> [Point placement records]
>> start
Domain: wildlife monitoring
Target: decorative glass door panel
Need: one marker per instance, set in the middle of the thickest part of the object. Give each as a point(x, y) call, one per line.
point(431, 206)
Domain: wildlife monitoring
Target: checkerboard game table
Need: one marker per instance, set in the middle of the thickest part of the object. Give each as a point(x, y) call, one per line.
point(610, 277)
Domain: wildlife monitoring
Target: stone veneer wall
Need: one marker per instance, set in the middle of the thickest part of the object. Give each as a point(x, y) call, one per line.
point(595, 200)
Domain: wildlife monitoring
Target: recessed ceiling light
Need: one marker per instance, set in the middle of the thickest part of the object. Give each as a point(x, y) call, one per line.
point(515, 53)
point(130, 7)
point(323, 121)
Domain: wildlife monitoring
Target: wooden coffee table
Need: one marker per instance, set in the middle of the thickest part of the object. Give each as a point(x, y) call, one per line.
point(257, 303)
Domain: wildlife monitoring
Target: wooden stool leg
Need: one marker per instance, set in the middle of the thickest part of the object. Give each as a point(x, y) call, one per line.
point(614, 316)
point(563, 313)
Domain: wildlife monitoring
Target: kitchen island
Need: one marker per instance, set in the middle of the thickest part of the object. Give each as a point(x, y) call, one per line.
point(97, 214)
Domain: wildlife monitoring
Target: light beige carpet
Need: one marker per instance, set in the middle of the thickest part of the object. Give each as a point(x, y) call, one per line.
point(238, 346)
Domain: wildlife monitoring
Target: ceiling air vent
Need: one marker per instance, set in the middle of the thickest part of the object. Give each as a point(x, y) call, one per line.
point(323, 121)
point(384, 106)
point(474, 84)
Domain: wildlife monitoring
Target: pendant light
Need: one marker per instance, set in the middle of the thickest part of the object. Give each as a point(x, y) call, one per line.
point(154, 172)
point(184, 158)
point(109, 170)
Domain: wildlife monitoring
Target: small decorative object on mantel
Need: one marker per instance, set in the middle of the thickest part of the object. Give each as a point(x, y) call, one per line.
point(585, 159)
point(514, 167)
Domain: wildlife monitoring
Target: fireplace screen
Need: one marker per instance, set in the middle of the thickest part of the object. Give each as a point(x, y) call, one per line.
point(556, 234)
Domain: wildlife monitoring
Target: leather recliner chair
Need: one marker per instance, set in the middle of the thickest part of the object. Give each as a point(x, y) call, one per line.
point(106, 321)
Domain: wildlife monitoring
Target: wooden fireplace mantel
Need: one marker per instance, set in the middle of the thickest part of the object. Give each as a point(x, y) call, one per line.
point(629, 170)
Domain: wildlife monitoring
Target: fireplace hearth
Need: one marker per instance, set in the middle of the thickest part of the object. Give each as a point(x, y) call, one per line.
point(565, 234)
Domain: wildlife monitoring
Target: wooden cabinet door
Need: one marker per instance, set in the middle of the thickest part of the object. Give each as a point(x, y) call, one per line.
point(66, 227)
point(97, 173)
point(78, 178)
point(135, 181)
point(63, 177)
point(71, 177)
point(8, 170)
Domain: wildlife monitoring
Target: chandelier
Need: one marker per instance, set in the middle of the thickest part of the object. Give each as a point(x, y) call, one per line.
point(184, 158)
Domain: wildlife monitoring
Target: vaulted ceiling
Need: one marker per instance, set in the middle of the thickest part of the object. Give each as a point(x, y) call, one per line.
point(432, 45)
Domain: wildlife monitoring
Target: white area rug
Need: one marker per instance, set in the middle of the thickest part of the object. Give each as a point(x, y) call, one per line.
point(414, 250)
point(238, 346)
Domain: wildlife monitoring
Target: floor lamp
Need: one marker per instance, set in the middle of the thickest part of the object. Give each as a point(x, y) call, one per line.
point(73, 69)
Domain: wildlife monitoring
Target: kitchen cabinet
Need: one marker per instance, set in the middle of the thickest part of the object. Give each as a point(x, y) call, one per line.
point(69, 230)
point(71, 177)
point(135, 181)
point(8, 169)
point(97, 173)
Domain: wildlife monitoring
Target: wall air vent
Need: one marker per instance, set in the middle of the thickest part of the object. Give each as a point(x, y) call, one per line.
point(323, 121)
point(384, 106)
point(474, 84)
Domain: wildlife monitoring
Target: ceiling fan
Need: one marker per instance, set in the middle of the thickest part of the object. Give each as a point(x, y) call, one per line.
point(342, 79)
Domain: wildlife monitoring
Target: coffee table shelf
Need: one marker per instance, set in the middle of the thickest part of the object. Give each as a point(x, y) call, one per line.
>> end
Pull out each line of the data that contains the string "light". Case counts.

Target: recessed ceiling light
Target: light beige carpet
Target: pendant light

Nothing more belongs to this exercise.